- **Your instructions**: Output the following passage on a footballer's return to match play in full, word for word, without any changes.

::: Page extract :::

On to his recent appearances and the light at the end of the tunnel of actual match time, he confirmed that it had done his confidence no harm at all to be involved against both Blackpool and Bransty Rangers.

“The game against Blackpool was important,” he confirmed. “I felt a bit tentative in the first ten minutes but once I got into the game I felt good within myself and just forgot about it.

“It felt amazing to be back out there and get 45 minutes under my belt. I didn’t feel too tired and I felt like I could have played on, but there was no point in risking another injury after being out for so long. I didn’t feel too stiff the next day either, which was a bonus!

“I was definitely stiff after playing 80 minutes on a heavy pitch at Penrith on Tuesday though. When I was in the car driving home I could feel my legs getting tight, but I was just so happy to have got through that amount of minutes.

“It wasn’t like a first team game, but I still felt like it was really beneficial for me to get up and down the line and get a good chunk of minutes in.

::: Data excerpts :::

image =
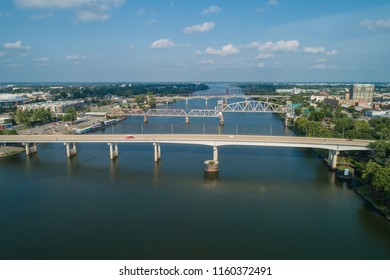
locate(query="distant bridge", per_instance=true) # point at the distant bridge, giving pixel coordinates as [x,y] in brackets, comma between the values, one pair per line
[242,106]
[334,145]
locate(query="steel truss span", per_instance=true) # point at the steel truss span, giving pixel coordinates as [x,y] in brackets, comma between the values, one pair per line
[255,106]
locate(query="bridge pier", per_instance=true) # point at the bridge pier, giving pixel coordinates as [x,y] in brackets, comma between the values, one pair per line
[286,121]
[113,150]
[31,148]
[332,159]
[212,166]
[71,149]
[221,119]
[157,152]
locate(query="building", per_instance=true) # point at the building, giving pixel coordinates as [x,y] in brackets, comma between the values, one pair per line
[332,101]
[58,107]
[363,92]
[8,100]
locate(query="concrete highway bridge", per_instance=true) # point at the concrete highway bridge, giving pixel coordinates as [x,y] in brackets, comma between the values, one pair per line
[333,145]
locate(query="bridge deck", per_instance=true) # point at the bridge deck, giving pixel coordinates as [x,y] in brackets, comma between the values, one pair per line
[197,139]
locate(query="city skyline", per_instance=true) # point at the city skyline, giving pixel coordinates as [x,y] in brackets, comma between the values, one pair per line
[163,41]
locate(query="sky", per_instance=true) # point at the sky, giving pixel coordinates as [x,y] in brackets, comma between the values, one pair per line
[194,40]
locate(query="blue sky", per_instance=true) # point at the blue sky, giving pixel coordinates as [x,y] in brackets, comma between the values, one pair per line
[194,40]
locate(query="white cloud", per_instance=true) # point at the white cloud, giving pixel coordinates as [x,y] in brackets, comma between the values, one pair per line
[16,45]
[13,65]
[332,52]
[75,57]
[65,4]
[152,22]
[206,62]
[265,55]
[88,15]
[41,16]
[4,14]
[204,27]
[314,50]
[162,43]
[86,10]
[228,49]
[273,2]
[212,10]
[375,24]
[41,59]
[279,46]
[253,45]
[323,66]
[260,65]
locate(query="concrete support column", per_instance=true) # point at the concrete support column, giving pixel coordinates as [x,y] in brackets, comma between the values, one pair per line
[215,153]
[221,119]
[70,149]
[31,148]
[332,159]
[286,121]
[157,152]
[113,150]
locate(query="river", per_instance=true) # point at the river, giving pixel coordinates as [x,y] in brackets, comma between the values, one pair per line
[265,203]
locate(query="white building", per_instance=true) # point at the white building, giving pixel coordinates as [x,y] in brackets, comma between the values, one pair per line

:::

- **Solved exercise**:
On to his recent appearances and the light at the end of the tunnel of actual match time, he confirmed that it had done his confidence no harm at all to be involved against both Blackpool and Bransty Rangers.

“The game against Blackpool was important,” he confirmed. “I felt a bit tentative in the first ten minutes but once I got into the game I felt good within myself and just forgot about it.

“It felt amazing to be back out there and get 45 minutes under my belt. I didn’t feel too tired and I felt like I could have played on, but there was no point in risking another injury after being out for so long. I didn’t feel too stiff the next day either, which was a bonus!

“I was definitely stiff after playing 80 minutes on a heavy pitch at Penrith on Tuesday though. When I was in the car driving home I could feel my legs getting tight, but I was just so happy to have got through that amount of minutes.

“It wasn’t like a first team game, but I still felt like it was really beneficial for me to get up and down the line and get a good chunk of minutes in.